Task statement —
Decide whether each statement below agrees with the article on Canada's 2015 federal elections, answering yes or no and quoting the deciding words of the article. (a) Stephen Harper asked the Governor General to dissolve Parliament on August 2, 2015. (b) The EKOS survey placed the Conservatives ahead of the Liberals. (c) Fewer people voted on Thanksgiving Monday than on Friday.

* BEGIN Reading passage *

Federal elections 2015: If you do not vote, who will speak for you?

Canada is all set for federal elections on October 19, 2015. This election campaign has been a closely watched and intensely debated covering all range of political, social and sensitive issues. A potentially unpredictable three-way race so far between the Conservatives, Liberals and NDP,  the election this year is also marked by significant anniversaries which include 800th anniversary of Magna Carta.

On August 2, 2015, Prime Minister Stephen Harper triggered a federal election campaign when he met Governor General David Johnston and asked him to dissolve the Parliament.

Election day is set as Monday, October 19, which means we have witnessed a marathon eleven-week campaign, making it the longest in modern times. The last time politicians spent extended campaign time on an election trail was in 1872.

A new poll suggests the Liberal party has widened the gap between them and the Conservatives in the final week of the campaign. The EKOS research survey shows the Liberals have increased their lead at 36 per cent, while the Conservatives are down 2.2 percentage points at 31 per cent over Thanksgiving weekend. The NDP has rebounded slightly back up to 21 per cent.

Elections Canada says an estimated 3.6 million people voted during four days of advance polls running from Friday to Thanksgiving Monday, representing a 71 per cent increase over three days of advance polling in 2011. The agency estimated that 1.2 million people voted on Thanksgiving Monday, 767,000 on Sunday, 780,000 on Saturday and 850,000 on Friday.

In Canada, we are all blessed with fundamental rights (free speech, religion) – rights that don’t exist in some countries that vast majority of immigrants come from. We have a judicial system that is autonomous from the government, something that is not the case in many countries. Above all, in Canada we have the right to freely vote in an election once you turn 18 years old.

You have the right to cast a ballot on a number of different occasions: be it federal, provincial, and municipal. Your vote counts. While all this sounds too good, historically there has been low voter turnout in recent elections in Canada.

There are few questions that need to be looked at as we gear up for the 2015 Federal Elections:

  • Do you understand the agenda/program offered by the main political parties?
  • Do you understand what are the responsibilities of a Federal elected representative?
  • Do you really know who you are voting for and why?
  • Do you know your rights as a voter?
  • Are you encouraging your friends, family and eligible youth in the family to vote?

* END Reading passage *
* BEGIN Material *

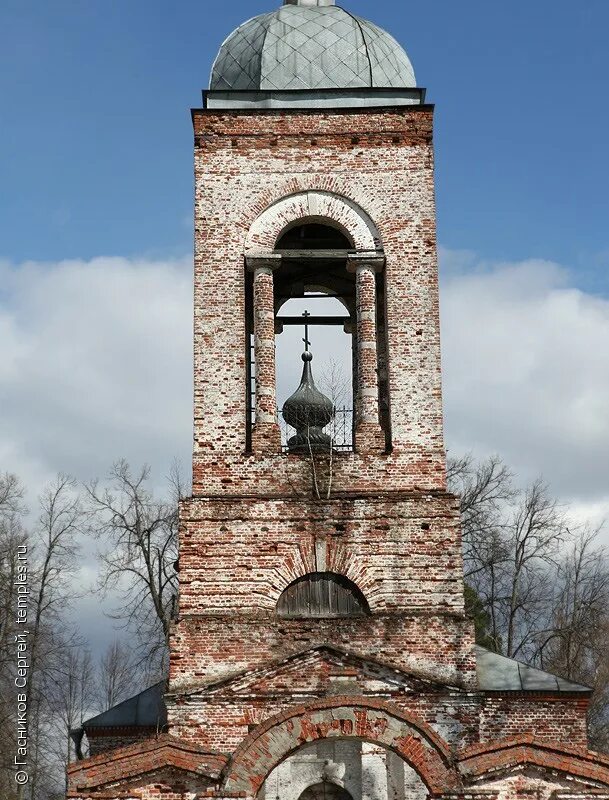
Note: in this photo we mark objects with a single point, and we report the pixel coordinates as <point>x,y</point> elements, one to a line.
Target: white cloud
<point>526,372</point>
<point>96,365</point>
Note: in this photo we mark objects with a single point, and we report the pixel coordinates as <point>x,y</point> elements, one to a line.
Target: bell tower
<point>321,649</point>
<point>314,175</point>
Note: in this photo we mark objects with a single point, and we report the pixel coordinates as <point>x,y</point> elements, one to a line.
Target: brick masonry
<point>247,688</point>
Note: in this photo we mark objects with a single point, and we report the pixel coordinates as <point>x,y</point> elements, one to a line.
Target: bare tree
<point>71,697</point>
<point>13,542</point>
<point>139,560</point>
<point>116,675</point>
<point>576,643</point>
<point>54,561</point>
<point>511,543</point>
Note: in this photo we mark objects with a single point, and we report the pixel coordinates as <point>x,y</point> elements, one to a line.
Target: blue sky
<point>96,133</point>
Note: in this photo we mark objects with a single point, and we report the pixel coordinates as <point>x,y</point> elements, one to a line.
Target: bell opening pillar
<point>266,434</point>
<point>369,435</point>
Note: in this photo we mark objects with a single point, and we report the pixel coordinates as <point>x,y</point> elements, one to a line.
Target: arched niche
<point>313,206</point>
<point>343,769</point>
<point>325,790</point>
<point>333,720</point>
<point>322,595</point>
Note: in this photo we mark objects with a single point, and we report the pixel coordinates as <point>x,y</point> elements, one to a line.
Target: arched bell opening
<point>322,595</point>
<point>331,295</point>
<point>343,769</point>
<point>316,279</point>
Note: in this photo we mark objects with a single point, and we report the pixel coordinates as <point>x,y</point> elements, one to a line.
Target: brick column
<point>266,435</point>
<point>369,436</point>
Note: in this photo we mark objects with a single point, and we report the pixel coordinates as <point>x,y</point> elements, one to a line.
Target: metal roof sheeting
<point>497,673</point>
<point>145,710</point>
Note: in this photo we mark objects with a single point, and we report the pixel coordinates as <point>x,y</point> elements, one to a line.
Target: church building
<point>321,649</point>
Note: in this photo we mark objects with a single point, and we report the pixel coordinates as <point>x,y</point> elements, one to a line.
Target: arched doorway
<point>343,769</point>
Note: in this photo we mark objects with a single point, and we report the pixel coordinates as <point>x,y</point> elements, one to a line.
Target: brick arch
<point>486,761</point>
<point>344,717</point>
<point>339,559</point>
<point>313,206</point>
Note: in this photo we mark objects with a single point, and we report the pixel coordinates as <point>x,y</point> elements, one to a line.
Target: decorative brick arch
<point>344,717</point>
<point>313,206</point>
<point>489,760</point>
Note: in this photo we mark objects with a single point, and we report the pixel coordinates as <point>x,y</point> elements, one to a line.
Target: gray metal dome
<point>310,44</point>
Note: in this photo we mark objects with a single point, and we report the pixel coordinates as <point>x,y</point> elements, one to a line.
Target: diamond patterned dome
<point>310,47</point>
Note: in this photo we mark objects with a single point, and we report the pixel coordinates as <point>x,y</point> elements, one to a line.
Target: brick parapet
<point>238,555</point>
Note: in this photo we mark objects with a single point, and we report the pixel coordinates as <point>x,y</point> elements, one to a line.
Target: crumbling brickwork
<point>249,689</point>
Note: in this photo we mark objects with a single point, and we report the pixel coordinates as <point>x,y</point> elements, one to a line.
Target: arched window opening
<point>320,595</point>
<point>330,297</point>
<point>313,236</point>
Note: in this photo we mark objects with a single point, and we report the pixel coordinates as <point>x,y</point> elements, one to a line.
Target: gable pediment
<point>321,671</point>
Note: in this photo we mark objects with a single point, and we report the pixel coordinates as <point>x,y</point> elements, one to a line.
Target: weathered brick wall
<point>380,160</point>
<point>553,719</point>
<point>225,722</point>
<point>237,557</point>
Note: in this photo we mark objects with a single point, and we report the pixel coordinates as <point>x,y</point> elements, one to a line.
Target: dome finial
<point>309,2</point>
<point>308,410</point>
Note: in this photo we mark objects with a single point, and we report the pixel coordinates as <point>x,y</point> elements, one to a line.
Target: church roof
<point>310,45</point>
<point>497,673</point>
<point>145,710</point>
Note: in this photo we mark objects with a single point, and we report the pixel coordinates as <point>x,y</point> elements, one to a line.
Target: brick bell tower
<point>322,649</point>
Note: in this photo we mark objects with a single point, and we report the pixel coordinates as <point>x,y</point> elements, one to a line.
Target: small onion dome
<point>308,411</point>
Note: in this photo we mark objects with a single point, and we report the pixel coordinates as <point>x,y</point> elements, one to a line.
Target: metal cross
<point>306,315</point>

* END Material *

The output —
(a) Yes: "On August 2, 2015, Prime Minister Stephen Harper triggered a federal election campaign when he met Governor General David Johnston and asked him to dissolve the Parliament."
(b) No: "the Liberals have increased their lead at 36 per cent, while the Conservatives are down 2.2 percentage points at 31 per cent"
(c) No: "1.2 million people voted on Thanksgiving Monday, 767,000 on Sunday, 780,000 on Saturday and 850,000 on Friday"